» **Fragmento seleccionado**
————
Ya se acerca la estación del otoño y nuestras tierras gallegas se despojan de lo árido y se visten de ocre y humedad. Último elemento éste de la humedad, muy querido por  Santa Hildegarda, doctora de la iglesia, cuya fiesta litúrgica hoy celebramos.

Viene muy apunto además el evangelio de hoy (Lc 8, 1-3) que habla delas mujeres que siguieron a Jesús. Mujeres que se sintieron sanadas y liberadas por Él en cuerpo y alma. Para Hildegarda el alma es la humedad del cuerpo, el verdor de la carne y ambos, alma y cuerpo, interactúan, haciendo germinar en el interior de la persona, la Gracia. Como la lluvia desciende sobre la tierra y la hace fértil, así el Espíritu Santo baja sobre nuestro corazón y lo reverdece.
————
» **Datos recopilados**
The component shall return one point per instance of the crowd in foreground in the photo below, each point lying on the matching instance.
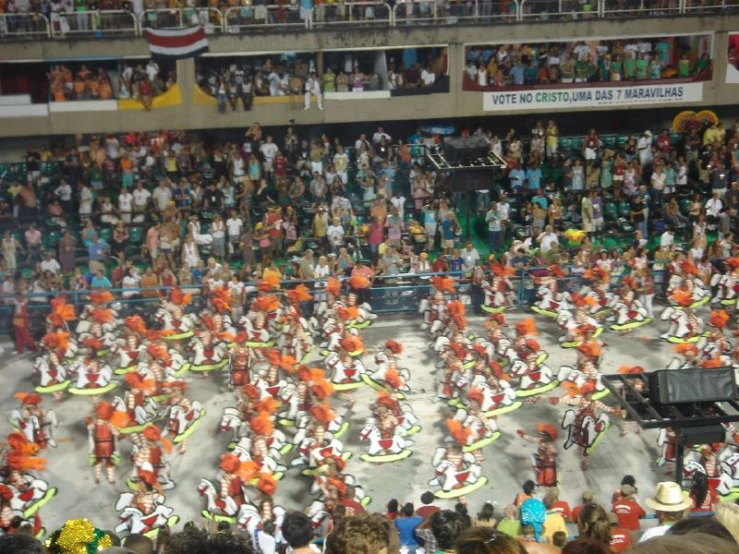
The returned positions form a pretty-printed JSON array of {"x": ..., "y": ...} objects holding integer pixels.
[{"x": 528, "y": 525}]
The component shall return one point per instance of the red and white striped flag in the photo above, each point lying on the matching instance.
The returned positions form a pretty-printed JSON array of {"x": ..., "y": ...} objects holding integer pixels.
[{"x": 177, "y": 43}]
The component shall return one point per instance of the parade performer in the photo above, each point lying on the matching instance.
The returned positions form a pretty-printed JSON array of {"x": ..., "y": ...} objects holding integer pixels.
[
  {"x": 183, "y": 416},
  {"x": 434, "y": 307},
  {"x": 727, "y": 284},
  {"x": 150, "y": 463},
  {"x": 500, "y": 292},
  {"x": 137, "y": 402},
  {"x": 210, "y": 346},
  {"x": 691, "y": 357},
  {"x": 545, "y": 458},
  {"x": 104, "y": 431},
  {"x": 550, "y": 299},
  {"x": 599, "y": 283},
  {"x": 345, "y": 366},
  {"x": 586, "y": 369},
  {"x": 93, "y": 377},
  {"x": 584, "y": 424},
  {"x": 50, "y": 365},
  {"x": 685, "y": 325},
  {"x": 364, "y": 315},
  {"x": 131, "y": 349},
  {"x": 172, "y": 317},
  {"x": 716, "y": 343},
  {"x": 457, "y": 473},
  {"x": 535, "y": 377},
  {"x": 573, "y": 323},
  {"x": 471, "y": 428},
  {"x": 628, "y": 312},
  {"x": 36, "y": 424},
  {"x": 144, "y": 512}
]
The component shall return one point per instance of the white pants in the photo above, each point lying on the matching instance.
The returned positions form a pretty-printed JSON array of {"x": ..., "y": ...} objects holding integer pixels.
[{"x": 319, "y": 99}]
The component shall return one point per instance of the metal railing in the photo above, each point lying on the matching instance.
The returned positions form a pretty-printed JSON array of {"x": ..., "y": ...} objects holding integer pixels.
[
  {"x": 261, "y": 18},
  {"x": 94, "y": 24},
  {"x": 246, "y": 18},
  {"x": 352, "y": 13},
  {"x": 19, "y": 26}
]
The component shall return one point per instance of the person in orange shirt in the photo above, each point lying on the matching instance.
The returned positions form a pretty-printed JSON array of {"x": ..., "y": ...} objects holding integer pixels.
[{"x": 106, "y": 92}]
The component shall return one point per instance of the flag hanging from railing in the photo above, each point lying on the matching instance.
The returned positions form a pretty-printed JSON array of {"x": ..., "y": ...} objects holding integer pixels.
[{"x": 177, "y": 43}]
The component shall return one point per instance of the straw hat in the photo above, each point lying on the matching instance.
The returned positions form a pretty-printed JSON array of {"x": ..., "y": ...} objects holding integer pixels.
[{"x": 668, "y": 498}]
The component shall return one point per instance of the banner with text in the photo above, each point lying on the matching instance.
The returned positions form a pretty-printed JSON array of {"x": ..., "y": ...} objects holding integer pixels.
[{"x": 592, "y": 97}]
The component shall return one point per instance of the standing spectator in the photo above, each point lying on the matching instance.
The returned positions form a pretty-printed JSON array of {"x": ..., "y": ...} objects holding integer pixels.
[{"x": 406, "y": 525}]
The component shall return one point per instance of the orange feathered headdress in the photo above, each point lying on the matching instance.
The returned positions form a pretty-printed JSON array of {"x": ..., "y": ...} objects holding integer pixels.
[
  {"x": 526, "y": 327},
  {"x": 688, "y": 267},
  {"x": 352, "y": 344},
  {"x": 712, "y": 362},
  {"x": 547, "y": 429},
  {"x": 28, "y": 398},
  {"x": 270, "y": 283},
  {"x": 267, "y": 303},
  {"x": 97, "y": 298},
  {"x": 135, "y": 381},
  {"x": 299, "y": 294},
  {"x": 495, "y": 318},
  {"x": 394, "y": 346},
  {"x": 101, "y": 315},
  {"x": 176, "y": 296},
  {"x": 262, "y": 424},
  {"x": 323, "y": 413},
  {"x": 93, "y": 344},
  {"x": 333, "y": 287},
  {"x": 719, "y": 319},
  {"x": 445, "y": 284},
  {"x": 457, "y": 431},
  {"x": 393, "y": 378},
  {"x": 476, "y": 395},
  {"x": 62, "y": 310},
  {"x": 682, "y": 297},
  {"x": 153, "y": 434},
  {"x": 686, "y": 349},
  {"x": 267, "y": 484},
  {"x": 456, "y": 307},
  {"x": 556, "y": 271},
  {"x": 221, "y": 299},
  {"x": 322, "y": 388},
  {"x": 590, "y": 349},
  {"x": 629, "y": 281},
  {"x": 358, "y": 282},
  {"x": 158, "y": 352},
  {"x": 136, "y": 324}
]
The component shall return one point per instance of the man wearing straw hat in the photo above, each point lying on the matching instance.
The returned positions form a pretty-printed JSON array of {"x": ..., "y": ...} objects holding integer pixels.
[{"x": 669, "y": 504}]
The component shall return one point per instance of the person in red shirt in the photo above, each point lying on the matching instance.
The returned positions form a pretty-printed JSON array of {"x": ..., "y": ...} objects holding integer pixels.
[
  {"x": 620, "y": 538},
  {"x": 627, "y": 510},
  {"x": 428, "y": 509},
  {"x": 560, "y": 506},
  {"x": 587, "y": 499}
]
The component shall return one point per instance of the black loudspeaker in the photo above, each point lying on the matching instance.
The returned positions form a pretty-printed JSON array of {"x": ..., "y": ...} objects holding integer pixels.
[
  {"x": 458, "y": 150},
  {"x": 706, "y": 434},
  {"x": 679, "y": 386}
]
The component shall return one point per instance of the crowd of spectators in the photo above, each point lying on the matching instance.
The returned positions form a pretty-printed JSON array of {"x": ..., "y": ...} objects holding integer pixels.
[
  {"x": 535, "y": 522},
  {"x": 593, "y": 61},
  {"x": 141, "y": 82},
  {"x": 143, "y": 210}
]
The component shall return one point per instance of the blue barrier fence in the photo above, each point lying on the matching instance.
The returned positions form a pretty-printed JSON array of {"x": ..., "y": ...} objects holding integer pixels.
[{"x": 389, "y": 294}]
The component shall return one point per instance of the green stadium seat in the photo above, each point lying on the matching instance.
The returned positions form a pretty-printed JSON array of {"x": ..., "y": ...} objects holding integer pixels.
[
  {"x": 106, "y": 234},
  {"x": 136, "y": 235},
  {"x": 624, "y": 209}
]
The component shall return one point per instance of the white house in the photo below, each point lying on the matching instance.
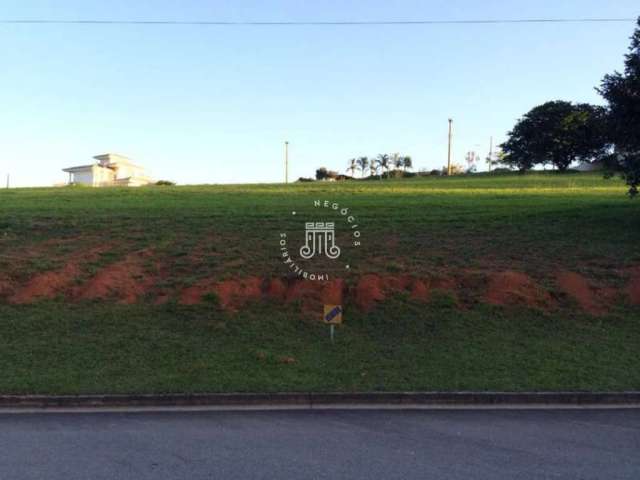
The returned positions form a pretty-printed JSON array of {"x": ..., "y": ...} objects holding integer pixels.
[{"x": 110, "y": 170}]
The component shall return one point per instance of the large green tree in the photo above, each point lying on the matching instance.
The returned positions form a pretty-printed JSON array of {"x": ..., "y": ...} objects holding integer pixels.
[
  {"x": 622, "y": 92},
  {"x": 557, "y": 133}
]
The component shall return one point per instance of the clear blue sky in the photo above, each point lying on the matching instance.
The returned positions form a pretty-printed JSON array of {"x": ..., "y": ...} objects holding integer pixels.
[{"x": 200, "y": 104}]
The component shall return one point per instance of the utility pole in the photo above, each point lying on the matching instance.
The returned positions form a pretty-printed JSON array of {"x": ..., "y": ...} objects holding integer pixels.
[
  {"x": 286, "y": 162},
  {"x": 449, "y": 152},
  {"x": 490, "y": 152}
]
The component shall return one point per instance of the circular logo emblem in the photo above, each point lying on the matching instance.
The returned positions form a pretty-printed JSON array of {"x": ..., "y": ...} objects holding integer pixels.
[{"x": 323, "y": 242}]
————
» **Instrucciones**
a) Indica si cada afirmación coincide con el fragmento sobre Santa Hildegarda, contestando sí o no y citando literalmente las palabras decisivas: (i) Para Hildegarda, el alma es la humedad del cuerpo. (ii) El evangelio del día pertenece a Mateo. (iii) Con el otoño, las tierras gallegas se visten de verde.
b) Cita textualmente el fragmento sobre Santa Hildegarda, empezando en "Ya se acerca" y terminando en "litúrgica hoy celebramos.".

» **Respuestas por tarea**
a)
(i) Sí: «Para Hildegarda el alma es la humedad del cuerpo».
(ii) No: «el evangelio de hoy (Lc 8, 1-3)».
(iii) No: «se visten de ocre y humedad».

b)
Ya se acerca la estación del otoño y nuestras tierras gallegas se despojan de lo árido y se visten de ocre y humedad. Último elemento éste de la humedad, muy querido por  Santa Hildegarda, doctora de la iglesia, cuya fiesta litúrgica hoy celebramos.